§ **Problem to solve**:
Can you quote the lines below exactly, starting at the line with "Return the outline of every instance of the thin" and going through the last one?

§ **Stored items from a collection**:
• • • • • • •

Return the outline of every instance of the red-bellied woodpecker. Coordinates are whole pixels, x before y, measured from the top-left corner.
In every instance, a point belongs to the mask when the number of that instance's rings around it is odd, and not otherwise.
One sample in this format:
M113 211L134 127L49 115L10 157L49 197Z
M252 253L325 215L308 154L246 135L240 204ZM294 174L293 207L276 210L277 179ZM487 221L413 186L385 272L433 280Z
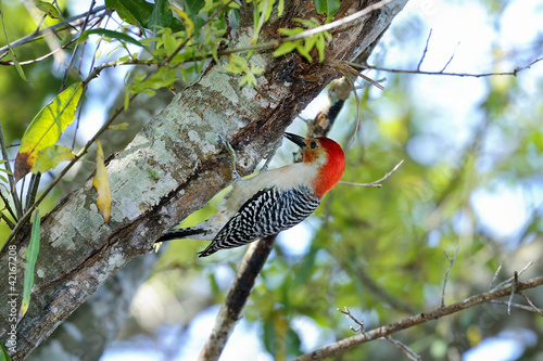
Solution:
M345 156L341 146L328 138L285 137L302 147L302 163L235 183L215 216L195 227L172 230L159 242L187 237L212 241L199 254L205 257L279 233L307 218L340 181Z

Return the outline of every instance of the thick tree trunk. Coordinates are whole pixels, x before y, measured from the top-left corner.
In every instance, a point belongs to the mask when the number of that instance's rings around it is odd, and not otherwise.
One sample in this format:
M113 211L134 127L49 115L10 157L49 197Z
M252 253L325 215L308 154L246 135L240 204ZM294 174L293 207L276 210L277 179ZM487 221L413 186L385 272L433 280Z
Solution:
M327 60L350 61L387 29L406 0L389 3L368 16L331 31ZM293 17L317 17L306 1L286 2L282 17L262 31L275 36ZM364 9L367 1L343 1L336 18ZM232 35L231 47L248 46L252 26ZM315 56L316 59L317 56ZM30 308L17 326L16 353L22 360L47 338L115 272L136 256L146 256L154 241L203 207L231 180L231 159L220 139L228 139L241 175L252 172L285 128L337 73L329 62L308 64L298 54L274 59L254 54L251 63L266 68L255 88L239 88L239 79L214 64L201 79L181 91L121 153L108 160L112 190L111 221L96 207L91 181L65 197L41 223L41 249ZM14 242L22 259L28 232ZM0 255L8 265L8 255ZM21 262L20 262L21 265ZM18 295L22 295L20 267ZM4 280L8 278L4 276ZM8 299L8 287L0 291ZM18 299L21 302L21 299ZM0 305L0 337L10 331L9 305Z

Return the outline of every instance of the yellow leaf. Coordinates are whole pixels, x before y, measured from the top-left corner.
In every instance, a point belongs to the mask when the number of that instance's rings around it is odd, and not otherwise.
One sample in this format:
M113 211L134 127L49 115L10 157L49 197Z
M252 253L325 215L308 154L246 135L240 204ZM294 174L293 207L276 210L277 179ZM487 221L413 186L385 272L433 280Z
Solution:
M105 170L105 165L103 163L103 150L102 144L97 140L97 173L92 179L92 185L97 189L98 209L102 212L103 219L106 223L110 222L111 215L111 192L110 192L110 181L108 179L108 171Z

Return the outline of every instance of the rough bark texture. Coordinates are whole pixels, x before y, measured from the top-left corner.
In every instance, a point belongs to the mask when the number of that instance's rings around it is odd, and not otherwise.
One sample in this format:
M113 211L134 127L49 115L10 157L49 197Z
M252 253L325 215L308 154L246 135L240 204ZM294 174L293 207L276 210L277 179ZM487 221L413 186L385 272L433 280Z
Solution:
M390 3L363 20L332 31L326 56L350 61L384 31L406 0ZM306 1L286 2L286 13L263 29L273 37L293 17L317 17ZM367 1L343 1L336 18L352 14ZM252 26L232 35L231 47L247 46ZM317 56L315 56L317 59ZM47 338L115 272L136 256L148 254L154 241L203 207L231 180L231 159L222 145L228 138L237 168L248 175L272 151L285 128L336 77L329 66L308 64L298 54L274 59L255 54L252 64L266 68L256 88L239 88L238 77L211 65L202 78L181 91L122 152L108 160L112 190L111 221L96 206L91 181L65 197L41 227L41 249L27 314L17 326L16 353L22 360ZM23 259L29 234L13 243ZM0 255L8 265L8 254ZM3 278L8 278L4 275ZM0 298L7 299L8 287ZM21 302L21 299L18 299ZM0 338L7 344L9 305L0 305Z

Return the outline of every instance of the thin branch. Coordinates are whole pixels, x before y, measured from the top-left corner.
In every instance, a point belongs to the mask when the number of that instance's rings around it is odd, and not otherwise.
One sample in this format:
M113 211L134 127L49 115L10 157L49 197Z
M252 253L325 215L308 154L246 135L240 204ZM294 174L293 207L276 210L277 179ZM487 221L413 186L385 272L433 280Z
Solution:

• • • • • • •

§ **Solution**:
Return the outline of every instance of the thin branch. Coordinates are whole pixels, x before y, measured from the top-left corner.
In every instance, a point belongs to the mask when the number of that instance's rings around it is odd, and not otherwise.
One sample in this format:
M113 211L134 127L49 115L10 157L49 197Z
M252 253L325 215L308 154L246 135L240 204ZM294 174L293 207L276 210L277 179ZM487 221L413 186L385 272L433 280Z
Solution:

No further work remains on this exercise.